Object outline annotations
======
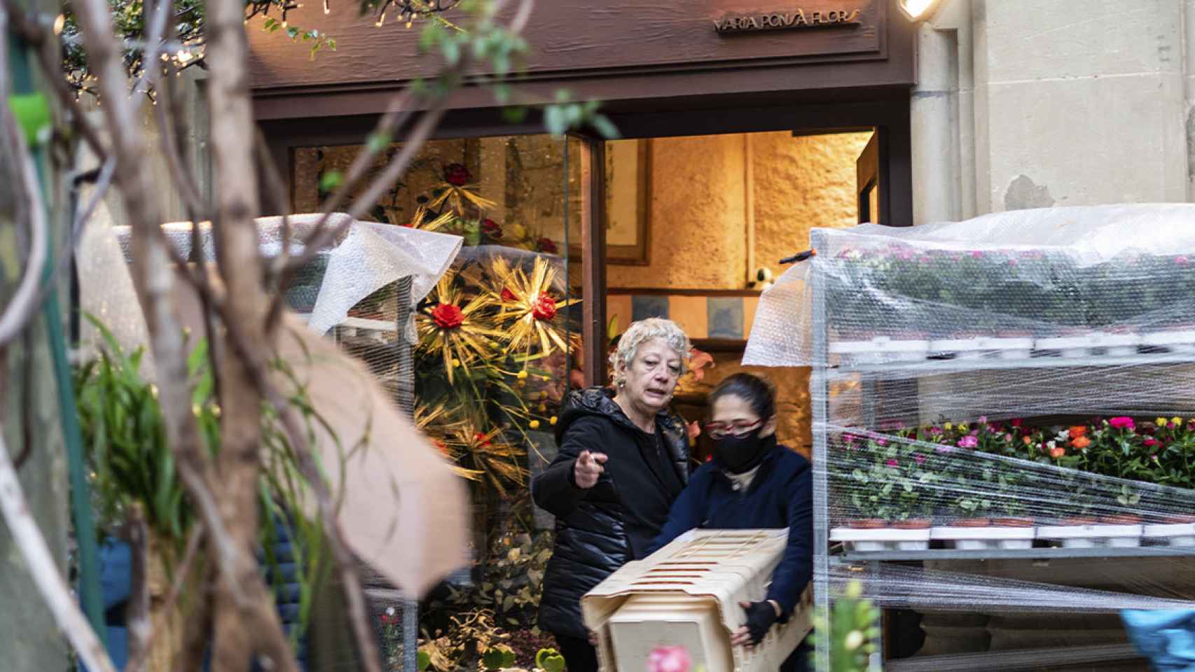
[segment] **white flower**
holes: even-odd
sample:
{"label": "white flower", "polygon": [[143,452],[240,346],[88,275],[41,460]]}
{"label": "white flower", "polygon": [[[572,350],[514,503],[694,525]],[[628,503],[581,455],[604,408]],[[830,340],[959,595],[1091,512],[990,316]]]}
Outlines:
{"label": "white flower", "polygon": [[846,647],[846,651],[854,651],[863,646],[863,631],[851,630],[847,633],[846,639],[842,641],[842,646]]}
======
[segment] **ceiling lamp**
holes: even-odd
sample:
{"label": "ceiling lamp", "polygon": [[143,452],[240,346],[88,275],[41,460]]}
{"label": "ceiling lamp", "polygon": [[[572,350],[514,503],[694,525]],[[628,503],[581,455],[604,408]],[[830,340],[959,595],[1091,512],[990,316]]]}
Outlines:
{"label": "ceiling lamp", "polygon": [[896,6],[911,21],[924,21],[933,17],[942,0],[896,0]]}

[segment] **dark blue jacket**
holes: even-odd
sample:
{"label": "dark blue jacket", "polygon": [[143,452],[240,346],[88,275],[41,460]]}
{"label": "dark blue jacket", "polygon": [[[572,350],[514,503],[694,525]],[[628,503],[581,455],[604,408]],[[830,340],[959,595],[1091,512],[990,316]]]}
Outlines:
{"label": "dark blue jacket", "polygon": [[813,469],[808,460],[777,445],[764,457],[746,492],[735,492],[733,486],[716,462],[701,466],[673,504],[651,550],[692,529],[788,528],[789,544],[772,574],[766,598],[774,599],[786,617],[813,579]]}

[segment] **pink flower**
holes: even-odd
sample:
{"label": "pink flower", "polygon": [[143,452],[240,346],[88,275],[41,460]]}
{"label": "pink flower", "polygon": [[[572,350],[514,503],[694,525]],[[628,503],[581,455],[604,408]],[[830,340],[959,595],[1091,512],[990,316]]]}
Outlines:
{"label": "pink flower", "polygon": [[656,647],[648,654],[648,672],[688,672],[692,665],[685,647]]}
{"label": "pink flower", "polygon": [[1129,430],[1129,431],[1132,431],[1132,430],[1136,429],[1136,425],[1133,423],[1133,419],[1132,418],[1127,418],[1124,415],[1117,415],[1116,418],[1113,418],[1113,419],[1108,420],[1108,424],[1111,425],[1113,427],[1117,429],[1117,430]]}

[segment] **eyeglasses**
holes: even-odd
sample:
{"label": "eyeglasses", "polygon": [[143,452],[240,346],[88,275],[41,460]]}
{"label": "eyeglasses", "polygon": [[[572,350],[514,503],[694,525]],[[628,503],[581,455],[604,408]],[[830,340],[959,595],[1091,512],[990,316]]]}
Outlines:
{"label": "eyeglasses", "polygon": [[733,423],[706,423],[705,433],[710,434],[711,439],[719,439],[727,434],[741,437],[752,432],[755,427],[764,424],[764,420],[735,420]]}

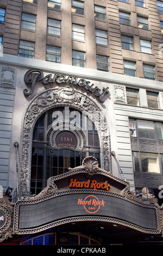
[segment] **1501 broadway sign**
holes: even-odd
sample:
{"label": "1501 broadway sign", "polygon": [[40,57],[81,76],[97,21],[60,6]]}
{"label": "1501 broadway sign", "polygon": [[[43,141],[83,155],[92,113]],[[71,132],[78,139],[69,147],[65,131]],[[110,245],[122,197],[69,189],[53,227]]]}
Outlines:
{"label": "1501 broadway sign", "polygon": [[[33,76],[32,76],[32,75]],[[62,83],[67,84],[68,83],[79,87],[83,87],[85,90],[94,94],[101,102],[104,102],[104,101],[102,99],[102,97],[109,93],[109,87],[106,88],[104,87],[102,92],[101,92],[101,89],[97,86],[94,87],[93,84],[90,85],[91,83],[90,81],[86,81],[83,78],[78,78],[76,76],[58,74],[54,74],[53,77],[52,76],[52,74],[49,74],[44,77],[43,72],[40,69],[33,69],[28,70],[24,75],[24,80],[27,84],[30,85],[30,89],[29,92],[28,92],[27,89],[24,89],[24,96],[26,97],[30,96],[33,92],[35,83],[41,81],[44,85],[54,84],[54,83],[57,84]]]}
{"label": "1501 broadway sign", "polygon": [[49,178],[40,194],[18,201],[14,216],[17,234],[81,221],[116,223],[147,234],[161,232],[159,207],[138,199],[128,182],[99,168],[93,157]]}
======
## Task requirements
Return every line above that contains the string "segment".

## Result of the exercise
[segment] **white flower**
[segment] **ceiling lamp**
[segment] **dark blue jacket**
[segment] **pink flower**
[segment] **eyeglasses**
[segment] **1501 broadway sign**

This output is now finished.